> TASK DIRECTIONS: What lines below mention the word "point"? Copy each one.

> DATA SUPPLIED:
↓↓↓

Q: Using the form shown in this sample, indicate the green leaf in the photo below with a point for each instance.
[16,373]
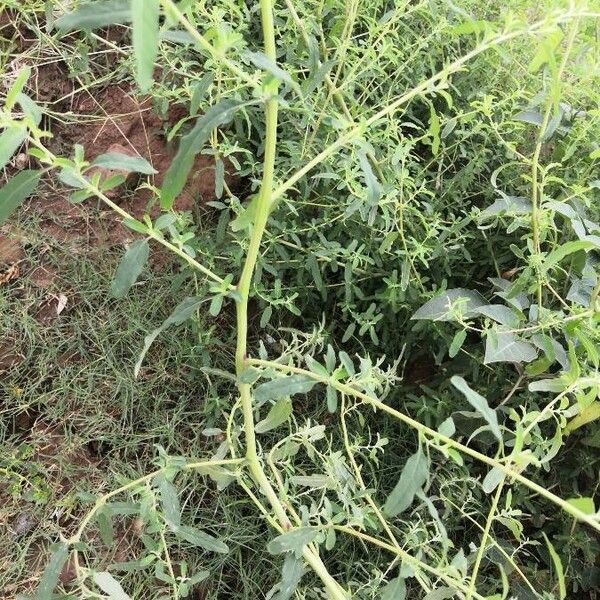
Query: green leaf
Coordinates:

↑↑↑
↓↓↓

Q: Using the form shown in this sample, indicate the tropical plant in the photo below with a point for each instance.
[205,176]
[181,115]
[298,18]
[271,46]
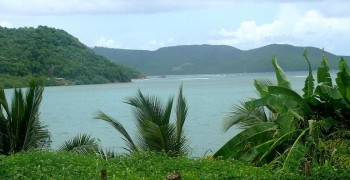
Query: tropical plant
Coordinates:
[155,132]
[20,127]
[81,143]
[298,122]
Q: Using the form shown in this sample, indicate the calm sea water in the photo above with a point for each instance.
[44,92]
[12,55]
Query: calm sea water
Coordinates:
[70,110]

↑↑↑

> SOLUTION FOR THIS EXERCISE:
Q: Using the form shown in this sample, indicate the green leaf in the photo below with a point for each instance.
Q: Using the form shown in this sample, indicate the tropical plant in the photo below with a point for each instance.
Q: Using the form shown in this sample, indicate the calm sea water in the photo above with a point for each instance.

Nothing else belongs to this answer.